What to produce →
Please count the lines in the material below that contain the string "hatchback", matching case exactly, and reply with only the number.

Position annotation records →
━━━━━━━━━━━━━━━━━━━━━━━━━━━━━━

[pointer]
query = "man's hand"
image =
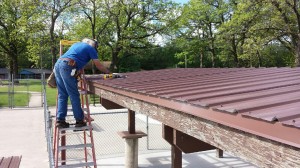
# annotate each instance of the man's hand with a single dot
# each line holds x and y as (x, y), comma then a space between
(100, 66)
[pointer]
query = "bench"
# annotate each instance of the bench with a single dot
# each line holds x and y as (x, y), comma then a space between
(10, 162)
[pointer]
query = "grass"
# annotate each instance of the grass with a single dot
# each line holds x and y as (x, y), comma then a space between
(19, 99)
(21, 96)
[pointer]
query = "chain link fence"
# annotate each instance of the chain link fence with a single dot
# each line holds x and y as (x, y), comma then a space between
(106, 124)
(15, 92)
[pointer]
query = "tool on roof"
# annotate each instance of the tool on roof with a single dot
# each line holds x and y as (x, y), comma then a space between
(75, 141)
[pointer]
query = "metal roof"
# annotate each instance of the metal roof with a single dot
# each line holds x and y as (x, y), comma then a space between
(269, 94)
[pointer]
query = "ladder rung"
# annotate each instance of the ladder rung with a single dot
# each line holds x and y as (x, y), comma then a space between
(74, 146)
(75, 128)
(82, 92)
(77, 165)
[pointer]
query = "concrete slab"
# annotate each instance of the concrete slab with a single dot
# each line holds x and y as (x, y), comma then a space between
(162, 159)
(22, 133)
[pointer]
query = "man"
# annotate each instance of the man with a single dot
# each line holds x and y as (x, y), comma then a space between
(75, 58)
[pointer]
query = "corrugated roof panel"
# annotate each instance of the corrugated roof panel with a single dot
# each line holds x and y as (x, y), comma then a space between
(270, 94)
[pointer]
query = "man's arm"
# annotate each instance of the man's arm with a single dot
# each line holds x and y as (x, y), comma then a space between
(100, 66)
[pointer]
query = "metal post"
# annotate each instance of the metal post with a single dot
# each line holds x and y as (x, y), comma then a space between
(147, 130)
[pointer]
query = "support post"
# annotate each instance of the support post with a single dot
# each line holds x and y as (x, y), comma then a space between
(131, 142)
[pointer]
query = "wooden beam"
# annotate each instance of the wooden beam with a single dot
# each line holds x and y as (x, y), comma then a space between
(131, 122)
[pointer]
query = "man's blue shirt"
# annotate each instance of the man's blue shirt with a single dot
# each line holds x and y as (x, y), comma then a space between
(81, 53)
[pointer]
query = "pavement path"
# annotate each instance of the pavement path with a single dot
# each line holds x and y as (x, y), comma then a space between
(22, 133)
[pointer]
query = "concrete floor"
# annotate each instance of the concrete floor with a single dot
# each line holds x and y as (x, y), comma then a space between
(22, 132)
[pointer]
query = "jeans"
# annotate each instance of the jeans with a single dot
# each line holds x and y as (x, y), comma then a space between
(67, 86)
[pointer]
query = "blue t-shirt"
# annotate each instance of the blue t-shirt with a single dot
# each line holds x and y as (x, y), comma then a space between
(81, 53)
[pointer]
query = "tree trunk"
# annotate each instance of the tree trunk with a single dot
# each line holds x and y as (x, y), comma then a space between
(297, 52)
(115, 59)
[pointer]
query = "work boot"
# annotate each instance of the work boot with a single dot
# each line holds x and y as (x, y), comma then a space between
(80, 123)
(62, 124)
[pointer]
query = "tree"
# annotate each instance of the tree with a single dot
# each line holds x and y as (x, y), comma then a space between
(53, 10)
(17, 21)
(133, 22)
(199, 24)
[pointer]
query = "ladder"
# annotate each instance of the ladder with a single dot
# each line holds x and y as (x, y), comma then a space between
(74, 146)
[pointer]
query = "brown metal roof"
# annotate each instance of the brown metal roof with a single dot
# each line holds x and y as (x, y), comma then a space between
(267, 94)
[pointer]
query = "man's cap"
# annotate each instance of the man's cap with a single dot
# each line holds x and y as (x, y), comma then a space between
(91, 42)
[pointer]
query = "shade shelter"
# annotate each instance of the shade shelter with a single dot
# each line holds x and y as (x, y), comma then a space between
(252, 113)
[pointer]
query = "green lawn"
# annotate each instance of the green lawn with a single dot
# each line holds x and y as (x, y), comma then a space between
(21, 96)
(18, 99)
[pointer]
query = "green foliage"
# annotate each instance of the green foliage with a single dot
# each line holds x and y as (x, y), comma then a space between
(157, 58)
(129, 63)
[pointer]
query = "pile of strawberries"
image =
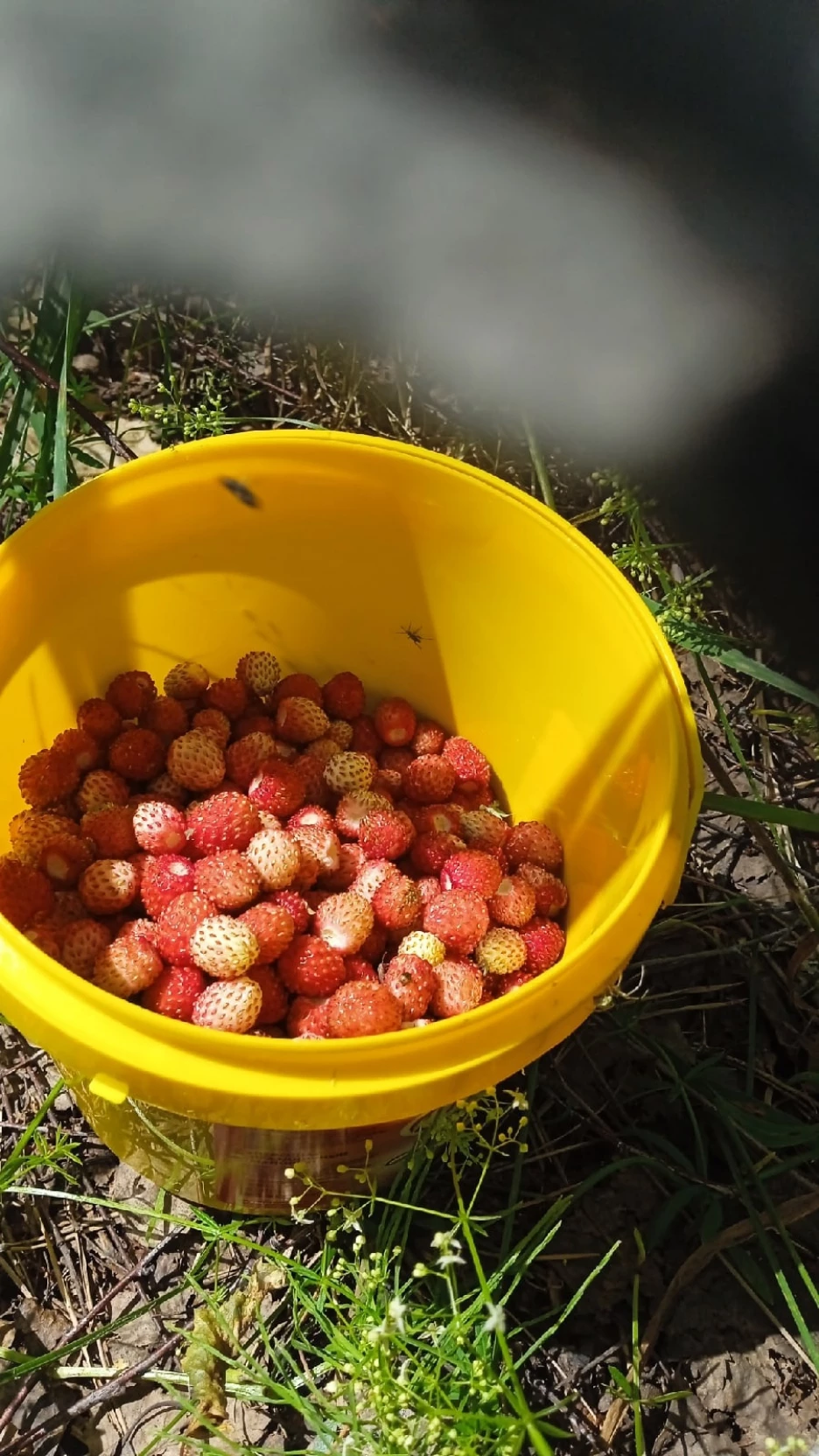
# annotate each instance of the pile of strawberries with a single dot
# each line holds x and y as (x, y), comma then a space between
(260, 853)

━━━━━━━━━━━━━━━━━━━━━━━━━━━━━━

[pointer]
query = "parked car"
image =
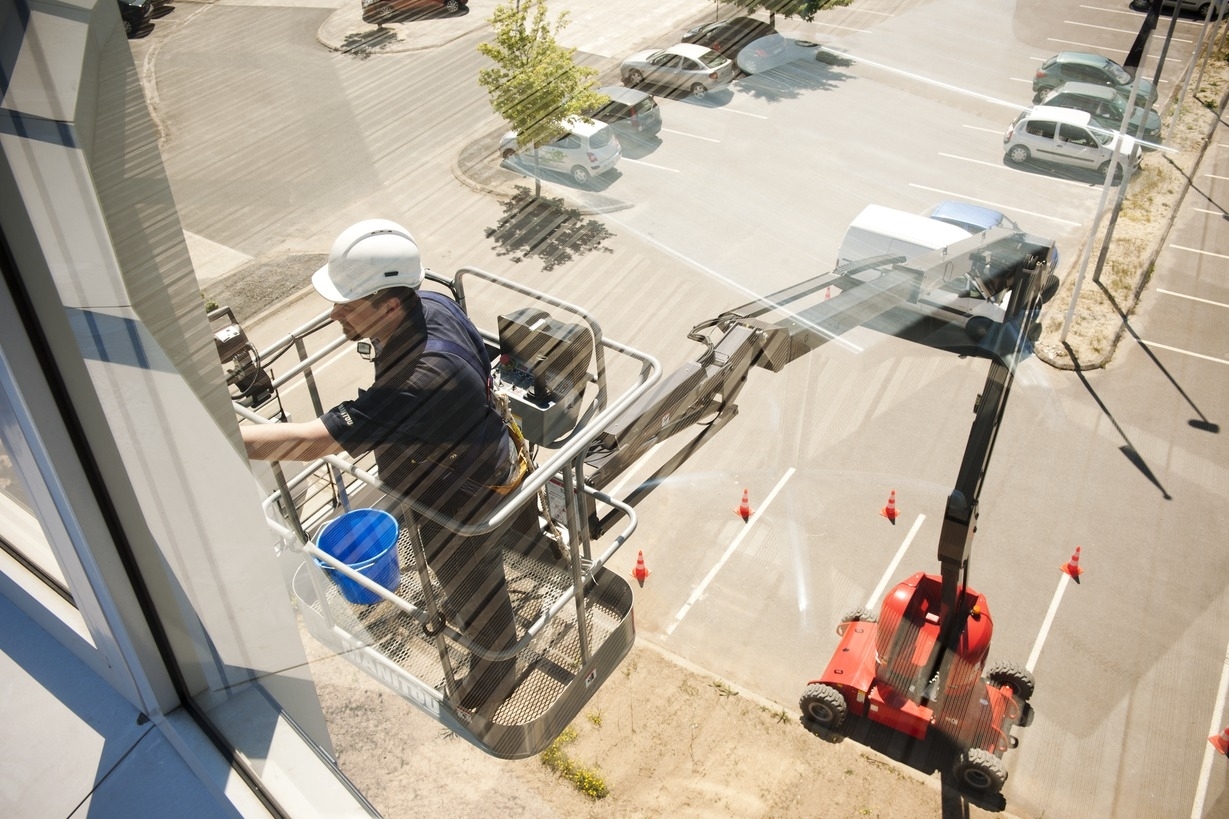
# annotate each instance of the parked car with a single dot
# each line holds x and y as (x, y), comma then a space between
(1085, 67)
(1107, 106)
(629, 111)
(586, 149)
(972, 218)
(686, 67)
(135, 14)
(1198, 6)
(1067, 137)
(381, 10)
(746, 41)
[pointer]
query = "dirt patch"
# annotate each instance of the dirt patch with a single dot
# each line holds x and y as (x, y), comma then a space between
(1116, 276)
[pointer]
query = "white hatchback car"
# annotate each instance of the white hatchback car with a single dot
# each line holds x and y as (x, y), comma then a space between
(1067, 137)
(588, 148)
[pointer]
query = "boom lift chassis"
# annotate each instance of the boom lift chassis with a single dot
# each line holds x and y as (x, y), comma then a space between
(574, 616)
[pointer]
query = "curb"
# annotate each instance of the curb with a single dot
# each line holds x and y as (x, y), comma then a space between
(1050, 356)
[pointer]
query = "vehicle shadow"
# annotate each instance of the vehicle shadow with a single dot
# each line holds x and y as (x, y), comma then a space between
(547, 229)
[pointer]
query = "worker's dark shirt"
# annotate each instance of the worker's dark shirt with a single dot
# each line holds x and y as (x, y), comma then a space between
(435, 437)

━━━━━━━━━━━━━━━━━━━━━━━━━━━━━━

Solution to this problem →
2